▸ Task
Below is a listing from which only part is wanted; return exactly the lines from the one with "Class: metal handrail" up to and including the one with "187,67,257,349".

▸ Working data
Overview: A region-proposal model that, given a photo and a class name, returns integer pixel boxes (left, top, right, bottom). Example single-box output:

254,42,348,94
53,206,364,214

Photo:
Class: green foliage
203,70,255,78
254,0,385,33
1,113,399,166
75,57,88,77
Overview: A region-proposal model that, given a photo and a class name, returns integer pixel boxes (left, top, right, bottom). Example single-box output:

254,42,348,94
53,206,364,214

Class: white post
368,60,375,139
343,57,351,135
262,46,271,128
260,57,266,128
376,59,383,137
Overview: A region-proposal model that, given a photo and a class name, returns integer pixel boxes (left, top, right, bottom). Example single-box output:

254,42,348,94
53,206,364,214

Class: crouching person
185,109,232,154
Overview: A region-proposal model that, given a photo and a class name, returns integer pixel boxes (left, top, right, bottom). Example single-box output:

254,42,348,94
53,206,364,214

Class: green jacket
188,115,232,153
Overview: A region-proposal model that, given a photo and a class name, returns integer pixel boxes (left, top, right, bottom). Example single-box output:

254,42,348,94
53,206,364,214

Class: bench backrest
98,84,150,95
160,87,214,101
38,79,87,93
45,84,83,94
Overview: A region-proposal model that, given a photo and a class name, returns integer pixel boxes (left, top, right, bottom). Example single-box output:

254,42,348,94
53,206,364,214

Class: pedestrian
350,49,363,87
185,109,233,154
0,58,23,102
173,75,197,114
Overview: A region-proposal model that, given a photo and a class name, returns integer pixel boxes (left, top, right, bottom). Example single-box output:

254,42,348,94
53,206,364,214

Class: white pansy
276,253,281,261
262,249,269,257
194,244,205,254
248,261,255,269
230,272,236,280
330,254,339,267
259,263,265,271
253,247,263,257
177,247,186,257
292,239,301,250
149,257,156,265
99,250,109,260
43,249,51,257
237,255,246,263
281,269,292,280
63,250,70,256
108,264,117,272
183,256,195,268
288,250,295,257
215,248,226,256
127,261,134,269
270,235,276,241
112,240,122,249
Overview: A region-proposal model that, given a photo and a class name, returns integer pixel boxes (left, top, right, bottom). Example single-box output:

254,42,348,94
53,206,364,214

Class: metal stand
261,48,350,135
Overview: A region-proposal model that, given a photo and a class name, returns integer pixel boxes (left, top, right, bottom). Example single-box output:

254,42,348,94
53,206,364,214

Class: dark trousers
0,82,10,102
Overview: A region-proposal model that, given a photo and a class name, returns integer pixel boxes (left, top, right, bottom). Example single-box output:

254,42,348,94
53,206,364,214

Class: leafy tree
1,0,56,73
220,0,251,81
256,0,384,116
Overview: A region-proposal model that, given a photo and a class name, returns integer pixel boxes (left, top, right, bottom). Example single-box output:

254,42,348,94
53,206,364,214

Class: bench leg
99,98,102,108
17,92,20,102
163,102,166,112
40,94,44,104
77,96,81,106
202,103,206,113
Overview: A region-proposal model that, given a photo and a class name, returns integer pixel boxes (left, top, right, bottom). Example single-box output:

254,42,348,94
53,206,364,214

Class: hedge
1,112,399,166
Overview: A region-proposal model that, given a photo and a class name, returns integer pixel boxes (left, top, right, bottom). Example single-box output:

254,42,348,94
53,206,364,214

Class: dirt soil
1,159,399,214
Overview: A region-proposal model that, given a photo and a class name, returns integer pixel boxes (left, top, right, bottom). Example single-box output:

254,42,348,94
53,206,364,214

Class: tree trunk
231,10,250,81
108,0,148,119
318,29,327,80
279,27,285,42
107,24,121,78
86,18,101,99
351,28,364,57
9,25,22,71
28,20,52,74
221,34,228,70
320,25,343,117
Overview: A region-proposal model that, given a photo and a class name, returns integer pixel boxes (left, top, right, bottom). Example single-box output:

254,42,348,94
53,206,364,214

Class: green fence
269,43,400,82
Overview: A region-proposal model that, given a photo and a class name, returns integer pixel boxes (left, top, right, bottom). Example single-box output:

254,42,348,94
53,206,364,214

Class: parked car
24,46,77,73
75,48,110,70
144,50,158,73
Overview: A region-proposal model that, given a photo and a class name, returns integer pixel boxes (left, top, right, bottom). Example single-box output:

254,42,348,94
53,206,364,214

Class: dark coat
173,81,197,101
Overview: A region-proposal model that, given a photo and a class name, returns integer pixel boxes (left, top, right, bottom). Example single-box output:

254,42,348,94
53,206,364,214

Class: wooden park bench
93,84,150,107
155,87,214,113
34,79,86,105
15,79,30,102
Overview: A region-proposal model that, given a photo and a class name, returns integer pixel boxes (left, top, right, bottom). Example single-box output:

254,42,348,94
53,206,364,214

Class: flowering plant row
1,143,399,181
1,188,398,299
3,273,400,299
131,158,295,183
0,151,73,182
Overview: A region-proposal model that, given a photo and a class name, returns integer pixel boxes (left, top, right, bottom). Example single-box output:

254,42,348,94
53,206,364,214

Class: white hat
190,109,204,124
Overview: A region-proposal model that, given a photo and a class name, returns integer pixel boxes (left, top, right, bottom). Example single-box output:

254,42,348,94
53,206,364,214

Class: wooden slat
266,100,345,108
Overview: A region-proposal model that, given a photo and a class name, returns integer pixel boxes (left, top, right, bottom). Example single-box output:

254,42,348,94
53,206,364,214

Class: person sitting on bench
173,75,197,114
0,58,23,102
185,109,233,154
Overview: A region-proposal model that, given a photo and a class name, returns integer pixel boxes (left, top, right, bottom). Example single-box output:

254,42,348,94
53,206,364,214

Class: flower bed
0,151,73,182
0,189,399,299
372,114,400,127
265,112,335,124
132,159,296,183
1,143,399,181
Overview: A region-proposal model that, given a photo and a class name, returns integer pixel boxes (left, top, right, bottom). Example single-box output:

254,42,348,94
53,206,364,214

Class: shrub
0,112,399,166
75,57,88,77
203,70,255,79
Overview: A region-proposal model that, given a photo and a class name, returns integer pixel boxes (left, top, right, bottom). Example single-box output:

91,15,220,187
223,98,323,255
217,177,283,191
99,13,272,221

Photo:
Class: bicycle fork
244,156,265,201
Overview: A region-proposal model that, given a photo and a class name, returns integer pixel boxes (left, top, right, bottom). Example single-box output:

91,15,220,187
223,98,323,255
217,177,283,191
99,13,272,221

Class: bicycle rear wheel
---
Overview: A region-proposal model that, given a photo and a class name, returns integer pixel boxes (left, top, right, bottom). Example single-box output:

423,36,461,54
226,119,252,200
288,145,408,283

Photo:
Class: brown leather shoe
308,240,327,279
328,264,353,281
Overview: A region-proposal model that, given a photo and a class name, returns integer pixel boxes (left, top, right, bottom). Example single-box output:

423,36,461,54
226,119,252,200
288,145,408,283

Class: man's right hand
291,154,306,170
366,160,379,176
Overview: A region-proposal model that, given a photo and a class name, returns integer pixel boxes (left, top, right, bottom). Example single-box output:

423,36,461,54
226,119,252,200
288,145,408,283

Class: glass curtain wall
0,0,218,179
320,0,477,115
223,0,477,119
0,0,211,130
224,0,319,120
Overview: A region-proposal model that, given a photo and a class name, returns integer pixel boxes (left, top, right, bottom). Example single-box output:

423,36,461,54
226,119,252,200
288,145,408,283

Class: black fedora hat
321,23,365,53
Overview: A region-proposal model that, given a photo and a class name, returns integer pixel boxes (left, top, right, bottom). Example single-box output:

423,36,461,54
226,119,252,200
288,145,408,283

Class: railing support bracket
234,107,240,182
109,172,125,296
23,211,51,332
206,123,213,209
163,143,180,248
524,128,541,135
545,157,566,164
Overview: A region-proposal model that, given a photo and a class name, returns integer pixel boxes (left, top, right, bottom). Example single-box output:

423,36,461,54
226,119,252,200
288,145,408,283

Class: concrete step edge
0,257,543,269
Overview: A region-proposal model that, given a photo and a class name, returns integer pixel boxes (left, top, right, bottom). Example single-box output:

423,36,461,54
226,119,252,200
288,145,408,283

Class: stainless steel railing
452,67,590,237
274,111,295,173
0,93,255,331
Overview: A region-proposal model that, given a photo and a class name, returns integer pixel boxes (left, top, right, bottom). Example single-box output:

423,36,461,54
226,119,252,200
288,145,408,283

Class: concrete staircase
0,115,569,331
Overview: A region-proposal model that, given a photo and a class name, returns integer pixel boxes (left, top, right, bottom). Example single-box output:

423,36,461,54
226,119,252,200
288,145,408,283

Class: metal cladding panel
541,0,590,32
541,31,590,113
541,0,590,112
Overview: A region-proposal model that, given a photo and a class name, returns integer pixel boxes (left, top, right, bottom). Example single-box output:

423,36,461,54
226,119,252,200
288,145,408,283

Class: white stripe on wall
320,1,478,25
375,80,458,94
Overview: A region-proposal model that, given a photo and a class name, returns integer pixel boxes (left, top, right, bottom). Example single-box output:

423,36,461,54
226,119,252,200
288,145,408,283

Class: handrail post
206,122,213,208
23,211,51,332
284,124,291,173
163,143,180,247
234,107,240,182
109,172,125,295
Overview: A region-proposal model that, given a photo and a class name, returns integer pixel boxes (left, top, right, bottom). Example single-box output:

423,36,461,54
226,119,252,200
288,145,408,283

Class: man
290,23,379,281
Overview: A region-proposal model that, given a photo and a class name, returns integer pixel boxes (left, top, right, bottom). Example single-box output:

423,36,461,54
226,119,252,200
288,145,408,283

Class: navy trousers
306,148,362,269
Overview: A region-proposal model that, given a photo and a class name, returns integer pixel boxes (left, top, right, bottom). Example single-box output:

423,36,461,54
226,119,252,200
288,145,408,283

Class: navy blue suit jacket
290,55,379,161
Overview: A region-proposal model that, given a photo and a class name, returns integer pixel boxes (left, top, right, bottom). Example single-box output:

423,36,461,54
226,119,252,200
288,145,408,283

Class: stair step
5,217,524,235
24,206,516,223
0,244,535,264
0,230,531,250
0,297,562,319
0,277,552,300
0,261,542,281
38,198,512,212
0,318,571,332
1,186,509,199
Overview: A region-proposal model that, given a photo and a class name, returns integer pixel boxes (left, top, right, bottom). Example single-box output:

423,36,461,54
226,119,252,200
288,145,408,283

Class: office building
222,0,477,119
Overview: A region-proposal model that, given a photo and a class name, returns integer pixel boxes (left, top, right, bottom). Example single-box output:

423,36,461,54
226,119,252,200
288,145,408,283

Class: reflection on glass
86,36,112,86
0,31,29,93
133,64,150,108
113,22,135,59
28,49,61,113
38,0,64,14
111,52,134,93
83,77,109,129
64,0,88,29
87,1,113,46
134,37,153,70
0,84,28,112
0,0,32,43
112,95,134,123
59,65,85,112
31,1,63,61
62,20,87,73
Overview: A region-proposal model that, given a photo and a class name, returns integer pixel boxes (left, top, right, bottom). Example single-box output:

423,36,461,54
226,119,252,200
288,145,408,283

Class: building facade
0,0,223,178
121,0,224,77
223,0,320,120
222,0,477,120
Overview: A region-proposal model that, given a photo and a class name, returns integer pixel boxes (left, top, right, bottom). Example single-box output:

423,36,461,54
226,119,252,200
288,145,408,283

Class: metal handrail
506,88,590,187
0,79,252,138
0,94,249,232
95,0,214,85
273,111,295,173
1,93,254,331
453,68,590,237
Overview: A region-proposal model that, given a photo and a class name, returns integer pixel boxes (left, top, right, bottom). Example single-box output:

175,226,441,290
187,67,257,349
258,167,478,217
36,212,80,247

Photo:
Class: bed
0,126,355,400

▸ Answer to the exercise
Class: metal handrail
506,88,590,187
0,79,252,138
0,94,249,232
95,0,214,85
273,111,295,173
1,93,254,331
453,68,590,237
Overview: A region-proposal model that, given a photo and a class name, returns integer pixel boxes (left, top, right, bottom). Example single-box output:

175,226,441,290
187,67,257,349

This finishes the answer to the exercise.